- _TEXT SECTION_:
How were things changed since the 1980s with the police?
Today, they're stricter. They don't let you walk away from anything. They
want to know what's going on and if there's a possible arrest to make, they
will make it, based on what they see. If they don't see a crime, they still
arrest you, they still take you in sometimes, just for the arrest, I guess.
Drugs, if you an addict, or you're a bum or you're homeless or something
like that--rather than help you, take you to where you supposed to go--they
arrest you.
So it was easier back in the days when you could hang out, talk to people
on the street. People said hello back in the days. They don't say that to
you today. Today, they look at you, uh-huh, and keep going. It's not only
the police, the kind of people you have today. There's a lot of Judases
around now. People tell on you, even when you're not doing anything, they
call the police. . . . And if you're on parole, probation, stuff like that
and people know it and they want you out of the way, they do spiteful
things. Then they tell on you that you're doing something when you're not.

- _GIVEN TASK A_: Return each line of the records below that contains the word "rail".

- _DATASET CONTENT_:

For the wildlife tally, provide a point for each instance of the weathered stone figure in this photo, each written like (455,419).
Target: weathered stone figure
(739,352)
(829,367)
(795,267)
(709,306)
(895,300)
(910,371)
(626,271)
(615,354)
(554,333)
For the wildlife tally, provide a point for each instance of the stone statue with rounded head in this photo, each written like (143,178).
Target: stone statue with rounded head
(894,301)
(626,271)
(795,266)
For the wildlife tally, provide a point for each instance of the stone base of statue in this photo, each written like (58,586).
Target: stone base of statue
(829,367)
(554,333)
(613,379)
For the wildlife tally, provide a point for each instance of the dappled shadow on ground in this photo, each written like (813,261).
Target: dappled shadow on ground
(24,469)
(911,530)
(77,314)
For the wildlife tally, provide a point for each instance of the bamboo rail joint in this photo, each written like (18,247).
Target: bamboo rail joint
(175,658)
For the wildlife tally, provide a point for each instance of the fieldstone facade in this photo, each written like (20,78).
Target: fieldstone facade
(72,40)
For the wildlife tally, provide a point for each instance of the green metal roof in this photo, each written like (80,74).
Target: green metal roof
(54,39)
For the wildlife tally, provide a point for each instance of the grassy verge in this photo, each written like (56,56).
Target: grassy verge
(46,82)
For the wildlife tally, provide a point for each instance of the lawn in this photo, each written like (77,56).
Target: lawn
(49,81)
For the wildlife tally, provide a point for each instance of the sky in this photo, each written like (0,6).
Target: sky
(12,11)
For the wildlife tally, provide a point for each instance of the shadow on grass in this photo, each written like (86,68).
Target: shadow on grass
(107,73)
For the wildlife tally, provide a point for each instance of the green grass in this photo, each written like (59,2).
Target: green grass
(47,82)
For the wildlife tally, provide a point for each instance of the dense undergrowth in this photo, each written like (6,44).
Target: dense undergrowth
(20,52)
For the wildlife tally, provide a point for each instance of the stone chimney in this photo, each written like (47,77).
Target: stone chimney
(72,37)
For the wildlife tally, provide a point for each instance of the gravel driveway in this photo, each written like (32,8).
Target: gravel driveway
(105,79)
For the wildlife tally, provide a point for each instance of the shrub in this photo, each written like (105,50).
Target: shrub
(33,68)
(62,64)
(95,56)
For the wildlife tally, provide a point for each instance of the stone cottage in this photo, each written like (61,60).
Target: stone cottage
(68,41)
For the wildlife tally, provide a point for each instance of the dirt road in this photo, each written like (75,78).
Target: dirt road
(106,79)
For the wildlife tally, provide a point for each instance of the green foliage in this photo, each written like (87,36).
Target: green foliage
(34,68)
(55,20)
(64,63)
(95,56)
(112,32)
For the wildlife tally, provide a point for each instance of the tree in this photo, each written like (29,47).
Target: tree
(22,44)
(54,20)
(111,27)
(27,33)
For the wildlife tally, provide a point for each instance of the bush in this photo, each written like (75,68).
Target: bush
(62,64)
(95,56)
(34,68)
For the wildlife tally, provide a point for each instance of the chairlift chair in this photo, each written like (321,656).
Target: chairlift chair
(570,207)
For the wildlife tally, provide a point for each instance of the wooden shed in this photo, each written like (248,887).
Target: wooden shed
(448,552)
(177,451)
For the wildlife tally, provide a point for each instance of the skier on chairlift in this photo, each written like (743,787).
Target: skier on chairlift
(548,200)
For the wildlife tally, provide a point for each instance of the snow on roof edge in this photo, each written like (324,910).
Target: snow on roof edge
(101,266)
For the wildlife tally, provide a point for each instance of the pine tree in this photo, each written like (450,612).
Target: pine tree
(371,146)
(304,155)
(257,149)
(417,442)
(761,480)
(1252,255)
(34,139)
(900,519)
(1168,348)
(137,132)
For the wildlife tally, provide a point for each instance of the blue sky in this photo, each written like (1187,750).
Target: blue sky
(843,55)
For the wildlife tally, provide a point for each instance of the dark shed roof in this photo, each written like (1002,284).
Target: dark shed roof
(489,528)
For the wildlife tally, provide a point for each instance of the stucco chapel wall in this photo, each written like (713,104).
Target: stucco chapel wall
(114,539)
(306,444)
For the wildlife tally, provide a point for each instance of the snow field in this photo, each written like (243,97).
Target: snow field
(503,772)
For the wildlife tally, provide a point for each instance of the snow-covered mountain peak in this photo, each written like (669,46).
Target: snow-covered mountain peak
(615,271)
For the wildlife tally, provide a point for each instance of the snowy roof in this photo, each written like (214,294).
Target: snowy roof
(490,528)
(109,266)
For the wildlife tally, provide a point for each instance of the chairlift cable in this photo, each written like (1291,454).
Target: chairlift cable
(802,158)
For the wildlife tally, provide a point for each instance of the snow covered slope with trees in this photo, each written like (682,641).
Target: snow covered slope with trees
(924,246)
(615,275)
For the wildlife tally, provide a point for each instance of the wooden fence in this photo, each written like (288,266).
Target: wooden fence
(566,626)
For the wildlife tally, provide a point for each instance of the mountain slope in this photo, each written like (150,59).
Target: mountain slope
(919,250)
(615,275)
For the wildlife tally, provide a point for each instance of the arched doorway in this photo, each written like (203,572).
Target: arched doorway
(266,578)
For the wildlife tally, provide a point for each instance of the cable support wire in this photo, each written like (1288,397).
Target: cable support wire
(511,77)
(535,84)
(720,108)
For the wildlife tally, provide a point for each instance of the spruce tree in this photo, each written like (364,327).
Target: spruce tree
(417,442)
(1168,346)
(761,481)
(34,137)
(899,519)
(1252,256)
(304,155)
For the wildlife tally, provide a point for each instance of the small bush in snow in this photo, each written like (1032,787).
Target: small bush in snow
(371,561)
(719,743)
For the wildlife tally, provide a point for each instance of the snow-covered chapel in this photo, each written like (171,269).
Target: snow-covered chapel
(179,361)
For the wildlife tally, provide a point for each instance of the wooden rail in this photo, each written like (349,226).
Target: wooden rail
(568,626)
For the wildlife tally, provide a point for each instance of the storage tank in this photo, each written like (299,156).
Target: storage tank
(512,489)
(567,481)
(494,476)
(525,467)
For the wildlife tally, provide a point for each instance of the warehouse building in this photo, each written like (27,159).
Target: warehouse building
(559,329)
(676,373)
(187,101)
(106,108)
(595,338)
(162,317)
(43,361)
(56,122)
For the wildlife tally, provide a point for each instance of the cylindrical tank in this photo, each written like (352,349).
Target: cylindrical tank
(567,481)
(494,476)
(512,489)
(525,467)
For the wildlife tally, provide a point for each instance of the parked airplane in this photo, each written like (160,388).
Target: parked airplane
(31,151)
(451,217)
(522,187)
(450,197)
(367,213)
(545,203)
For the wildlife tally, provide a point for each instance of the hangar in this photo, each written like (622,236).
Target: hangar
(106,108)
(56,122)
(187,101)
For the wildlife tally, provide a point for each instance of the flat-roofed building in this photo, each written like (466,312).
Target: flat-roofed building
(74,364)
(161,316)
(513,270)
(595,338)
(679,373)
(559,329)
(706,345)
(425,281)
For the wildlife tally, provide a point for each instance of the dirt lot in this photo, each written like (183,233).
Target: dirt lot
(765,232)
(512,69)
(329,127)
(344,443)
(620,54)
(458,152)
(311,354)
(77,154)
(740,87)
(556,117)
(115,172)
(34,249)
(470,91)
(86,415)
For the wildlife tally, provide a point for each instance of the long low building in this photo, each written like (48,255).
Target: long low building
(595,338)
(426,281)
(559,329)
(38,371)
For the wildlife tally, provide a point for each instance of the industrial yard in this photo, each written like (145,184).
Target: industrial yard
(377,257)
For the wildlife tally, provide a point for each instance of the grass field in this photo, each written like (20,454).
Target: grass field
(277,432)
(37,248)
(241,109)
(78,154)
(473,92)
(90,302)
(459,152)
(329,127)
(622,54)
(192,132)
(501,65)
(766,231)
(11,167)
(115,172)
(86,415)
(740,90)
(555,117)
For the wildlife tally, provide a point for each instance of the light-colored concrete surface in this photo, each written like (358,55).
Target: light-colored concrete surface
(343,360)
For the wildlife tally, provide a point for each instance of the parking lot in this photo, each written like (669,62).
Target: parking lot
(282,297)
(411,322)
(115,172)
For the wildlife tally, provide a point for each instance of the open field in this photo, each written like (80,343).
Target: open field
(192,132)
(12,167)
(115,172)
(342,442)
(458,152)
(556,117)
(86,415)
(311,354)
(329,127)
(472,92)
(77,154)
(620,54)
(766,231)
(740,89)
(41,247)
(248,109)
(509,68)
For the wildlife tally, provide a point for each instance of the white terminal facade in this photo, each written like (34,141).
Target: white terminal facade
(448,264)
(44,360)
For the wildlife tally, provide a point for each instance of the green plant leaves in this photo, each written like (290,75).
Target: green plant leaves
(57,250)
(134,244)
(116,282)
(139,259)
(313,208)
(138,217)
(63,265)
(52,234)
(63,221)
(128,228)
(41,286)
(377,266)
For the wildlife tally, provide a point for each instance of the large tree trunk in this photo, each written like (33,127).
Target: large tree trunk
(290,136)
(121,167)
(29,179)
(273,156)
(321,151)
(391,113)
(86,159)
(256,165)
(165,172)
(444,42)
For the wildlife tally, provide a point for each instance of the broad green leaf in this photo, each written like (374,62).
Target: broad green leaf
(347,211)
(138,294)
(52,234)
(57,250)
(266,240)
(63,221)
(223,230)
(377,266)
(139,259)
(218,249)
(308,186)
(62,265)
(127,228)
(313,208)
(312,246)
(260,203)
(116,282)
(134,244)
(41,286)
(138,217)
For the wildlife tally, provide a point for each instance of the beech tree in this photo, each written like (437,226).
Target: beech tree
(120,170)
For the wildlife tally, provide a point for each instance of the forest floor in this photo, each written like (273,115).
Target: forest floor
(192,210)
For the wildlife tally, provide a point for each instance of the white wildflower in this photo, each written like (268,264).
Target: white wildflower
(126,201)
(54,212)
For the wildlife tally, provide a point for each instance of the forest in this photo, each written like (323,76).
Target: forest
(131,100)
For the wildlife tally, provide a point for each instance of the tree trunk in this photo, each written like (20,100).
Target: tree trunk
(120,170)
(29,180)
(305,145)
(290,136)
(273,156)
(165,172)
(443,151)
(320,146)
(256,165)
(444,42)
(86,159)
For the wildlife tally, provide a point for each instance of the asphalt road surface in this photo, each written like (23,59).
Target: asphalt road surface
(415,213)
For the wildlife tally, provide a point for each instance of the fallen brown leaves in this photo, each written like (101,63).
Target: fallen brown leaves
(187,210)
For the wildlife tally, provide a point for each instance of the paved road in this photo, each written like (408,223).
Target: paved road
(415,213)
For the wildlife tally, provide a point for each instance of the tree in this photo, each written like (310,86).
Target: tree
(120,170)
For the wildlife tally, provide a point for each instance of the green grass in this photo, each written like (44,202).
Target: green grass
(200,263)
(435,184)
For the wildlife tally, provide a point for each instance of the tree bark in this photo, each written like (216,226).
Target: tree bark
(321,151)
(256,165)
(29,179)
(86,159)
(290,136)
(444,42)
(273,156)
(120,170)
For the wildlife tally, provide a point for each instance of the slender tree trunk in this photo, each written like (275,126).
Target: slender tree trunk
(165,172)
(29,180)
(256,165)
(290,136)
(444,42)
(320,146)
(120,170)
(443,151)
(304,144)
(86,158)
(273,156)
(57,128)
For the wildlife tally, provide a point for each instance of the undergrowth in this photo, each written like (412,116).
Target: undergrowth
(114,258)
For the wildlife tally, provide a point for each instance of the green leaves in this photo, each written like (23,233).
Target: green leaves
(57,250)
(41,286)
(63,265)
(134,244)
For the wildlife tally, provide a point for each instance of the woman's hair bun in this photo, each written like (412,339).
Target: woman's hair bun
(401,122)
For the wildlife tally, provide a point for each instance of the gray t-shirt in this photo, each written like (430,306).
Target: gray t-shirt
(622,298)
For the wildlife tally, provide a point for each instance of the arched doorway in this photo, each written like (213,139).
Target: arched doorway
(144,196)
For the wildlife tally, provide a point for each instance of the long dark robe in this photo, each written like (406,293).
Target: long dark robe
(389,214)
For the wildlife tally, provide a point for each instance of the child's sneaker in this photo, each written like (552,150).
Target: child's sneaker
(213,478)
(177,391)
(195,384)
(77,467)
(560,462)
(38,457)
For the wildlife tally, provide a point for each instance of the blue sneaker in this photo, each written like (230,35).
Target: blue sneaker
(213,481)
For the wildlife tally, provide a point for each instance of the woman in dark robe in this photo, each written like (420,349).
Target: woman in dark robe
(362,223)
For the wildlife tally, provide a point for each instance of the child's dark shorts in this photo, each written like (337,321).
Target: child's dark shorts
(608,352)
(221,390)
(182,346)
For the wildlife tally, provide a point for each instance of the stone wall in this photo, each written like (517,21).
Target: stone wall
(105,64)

- _GIVEN TASK B_: Print the entire passage above on how policing has changed since the 1980s, word for word.

- _WORKED SOLUTION A_:
For the wildlife tally, provide a point for each instance of the bamboo rail joint in this photo, each written like (18,247).
Target: bamboo rail joint
For the wildlife tally, provide a point for each instance of the wooden rail in this photo, each written like (349,226).
Target: wooden rail

- _WORKED SOLUTION B_:
How were things changed since the 1980s with the police?
Today, they're stricter. They don't let you walk away from anything. They
want to know what's going on and if there's a possible arrest to make, they
will make it, based on what they see. If they don't see a crime, they still
arrest you, they still take you in sometimes, just for the arrest, I guess.
Drugs, if you an addict, or you're a bum or you're homeless or something
like that--rather than help you, take you to where you supposed to go--they
arrest you.
So it was easier back in the days when you could hang out, talk to people
on the street. People said hello back in the days. They don't say that to
you today. Today, they look at you, uh-huh, and keep going. It's not only
the police, the kind of people you have today. There's a lot of Judases
around now. People tell on you, even when you're not doing anything, they
call the police. . . . And if you're on parole, probation, stuff like that
and people know it and they want you out of the way, they do spiteful
things. Then they tell on you that you're doing something when you're not.